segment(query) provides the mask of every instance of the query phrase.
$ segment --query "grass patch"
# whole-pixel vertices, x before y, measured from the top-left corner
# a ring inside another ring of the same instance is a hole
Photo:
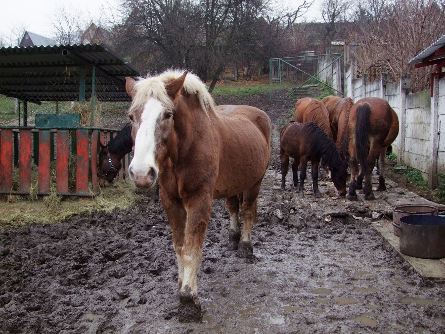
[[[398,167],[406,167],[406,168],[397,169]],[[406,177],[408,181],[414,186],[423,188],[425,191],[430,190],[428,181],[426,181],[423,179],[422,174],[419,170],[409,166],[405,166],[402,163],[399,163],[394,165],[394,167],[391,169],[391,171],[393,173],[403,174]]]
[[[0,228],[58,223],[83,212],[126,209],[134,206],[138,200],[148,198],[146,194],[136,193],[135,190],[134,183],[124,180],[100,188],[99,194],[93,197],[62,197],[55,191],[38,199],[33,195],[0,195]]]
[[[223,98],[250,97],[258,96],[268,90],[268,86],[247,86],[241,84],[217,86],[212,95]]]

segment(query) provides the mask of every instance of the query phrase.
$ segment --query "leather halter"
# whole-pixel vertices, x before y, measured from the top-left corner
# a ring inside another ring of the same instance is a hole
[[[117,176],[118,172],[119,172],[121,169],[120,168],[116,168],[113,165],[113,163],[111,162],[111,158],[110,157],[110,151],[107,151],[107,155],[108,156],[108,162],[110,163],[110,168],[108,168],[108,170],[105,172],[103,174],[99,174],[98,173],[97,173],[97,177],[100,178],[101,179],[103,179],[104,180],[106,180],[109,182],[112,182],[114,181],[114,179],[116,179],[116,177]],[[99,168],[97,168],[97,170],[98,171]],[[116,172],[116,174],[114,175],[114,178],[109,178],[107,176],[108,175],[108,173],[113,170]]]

(Your objective):
Convert the records above into a two-column CSV with the headers "input" and "output". Give one row per record, with its text in the first column and its answer in the second, each in a single quoted field with line breaks replaced by spaces, and leave the pictures out.

(Response to the task):
input,output
"segment(query) provides the mask of every instance of the query phrase. $ segment --query ""grass patch"" # whole-pixel vertices, x before y, measured from the top-left corner # a ring inside another ring of the same instance is a hole Photo:","[[[398,167],[406,167],[406,168],[397,169]],[[406,177],[408,181],[414,186],[423,188],[425,191],[430,190],[428,181],[426,181],[423,179],[422,174],[419,170],[409,166],[405,166],[402,163],[399,163],[394,165],[394,167],[391,169],[391,171],[393,173],[403,174]]] [[[0,228],[58,223],[83,212],[126,209],[134,206],[138,200],[148,198],[146,194],[136,193],[135,190],[134,183],[124,180],[100,188],[99,194],[93,197],[62,197],[55,191],[38,199],[33,195],[0,195]]] [[[223,98],[250,97],[258,96],[268,90],[268,86],[247,86],[241,84],[217,86],[212,95]]]"
"segment(query) provides the mask of every instance of the query phrase. $ segment --query ""leather halter"" # whole-pixel vertices, x before y, measured from the top-left corner # a ring inside another ring of the same instance is a hole","[[[117,176],[118,172],[119,172],[121,169],[120,168],[116,168],[113,165],[113,163],[111,162],[111,158],[110,157],[110,151],[107,151],[107,155],[108,156],[108,162],[110,163],[110,168],[108,168],[108,170],[105,172],[103,174],[99,174],[98,173],[97,173],[97,177],[100,178],[101,179],[103,179],[104,180],[106,180],[109,182],[112,182],[114,181],[114,179],[116,179],[116,177]],[[99,168],[97,168],[97,170],[98,171]],[[116,172],[116,174],[114,175],[114,178],[109,178],[107,176],[108,175],[108,173],[113,170]]]"